-- SHORT EXERCISE --
Retype the full set of records. Keep every character identical.

-- DATA SUPPLIED --

[START]

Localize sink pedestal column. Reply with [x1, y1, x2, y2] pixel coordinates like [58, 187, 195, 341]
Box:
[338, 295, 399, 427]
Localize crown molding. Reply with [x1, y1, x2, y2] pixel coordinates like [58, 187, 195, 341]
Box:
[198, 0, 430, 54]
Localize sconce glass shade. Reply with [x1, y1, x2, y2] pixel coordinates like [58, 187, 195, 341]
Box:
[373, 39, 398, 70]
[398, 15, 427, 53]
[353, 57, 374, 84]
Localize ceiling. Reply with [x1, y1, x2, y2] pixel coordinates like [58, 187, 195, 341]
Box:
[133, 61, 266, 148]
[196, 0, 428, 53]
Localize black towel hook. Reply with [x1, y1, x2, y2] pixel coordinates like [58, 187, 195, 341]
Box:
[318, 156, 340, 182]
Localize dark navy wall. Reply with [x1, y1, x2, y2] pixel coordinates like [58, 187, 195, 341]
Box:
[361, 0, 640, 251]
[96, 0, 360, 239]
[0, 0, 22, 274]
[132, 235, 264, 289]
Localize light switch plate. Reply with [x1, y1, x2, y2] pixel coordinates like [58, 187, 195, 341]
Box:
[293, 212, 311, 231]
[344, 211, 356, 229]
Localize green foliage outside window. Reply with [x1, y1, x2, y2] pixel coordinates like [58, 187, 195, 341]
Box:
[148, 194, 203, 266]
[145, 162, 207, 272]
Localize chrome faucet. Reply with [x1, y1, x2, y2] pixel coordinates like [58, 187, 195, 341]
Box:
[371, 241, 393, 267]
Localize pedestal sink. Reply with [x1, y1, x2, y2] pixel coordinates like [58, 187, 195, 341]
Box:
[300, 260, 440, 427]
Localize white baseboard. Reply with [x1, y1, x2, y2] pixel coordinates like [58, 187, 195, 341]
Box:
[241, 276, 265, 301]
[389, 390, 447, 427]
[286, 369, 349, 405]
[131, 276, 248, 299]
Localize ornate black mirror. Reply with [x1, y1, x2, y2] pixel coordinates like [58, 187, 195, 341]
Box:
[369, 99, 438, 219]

[END]

-- COMPLETED TASK --
Localize sink pedestal column. Reply with [x1, y1, x2, y2] pixel coordinates like [58, 187, 195, 341]
Box:
[338, 295, 399, 427]
Localize crown molding. Reply with [x1, y1, x2, y2] pixel coordinates like [58, 187, 195, 341]
Box:
[198, 0, 430, 54]
Localize sconce glass shade. Reply with [x1, y1, x2, y2] pixel coordinates like [58, 187, 195, 341]
Box:
[373, 39, 398, 70]
[398, 15, 427, 53]
[353, 57, 374, 84]
Localize ceiling. Reply with [x1, y1, x2, y2] pixel coordinates like [58, 187, 195, 341]
Box:
[133, 61, 266, 148]
[196, 0, 428, 53]
Localize black towel hook. Reply with [x1, y1, x2, y2] pixel coordinates like [58, 187, 195, 341]
Box:
[318, 156, 340, 182]
Localize dark navy wall. Reply with [x1, y1, x2, y2] pixel coordinates like [58, 187, 195, 341]
Box:
[361, 0, 640, 251]
[96, 0, 360, 239]
[0, 0, 22, 274]
[132, 235, 264, 289]
Localize light switch plate. Reply with [x1, y1, x2, y2] pixel coordinates like [58, 187, 195, 341]
Box:
[293, 212, 311, 231]
[344, 211, 356, 229]
Localize green foliage outside window. Reply with [x1, y1, x2, y2] pixel coordinates like [58, 187, 195, 341]
Box:
[148, 194, 203, 266]
[145, 162, 207, 272]
Localize chrome faucet. Reply with [x1, y1, x2, y2] pixel coordinates like [58, 187, 195, 341]
Box:
[371, 241, 393, 267]
Localize pedestal sink. Reply with [x1, y1, x2, y2] pixel coordinates like [58, 187, 195, 341]
Box:
[300, 260, 440, 427]
Localize white baseboard. Reply with [x1, y1, x2, y2] pixel coordinates like [58, 187, 195, 341]
Box:
[241, 276, 265, 301]
[389, 390, 447, 427]
[286, 369, 349, 405]
[131, 276, 248, 299]
Localize ornate black mirror. Reply with [x1, y1, x2, y2] pixel coordinates like [58, 187, 195, 341]
Box:
[369, 99, 438, 219]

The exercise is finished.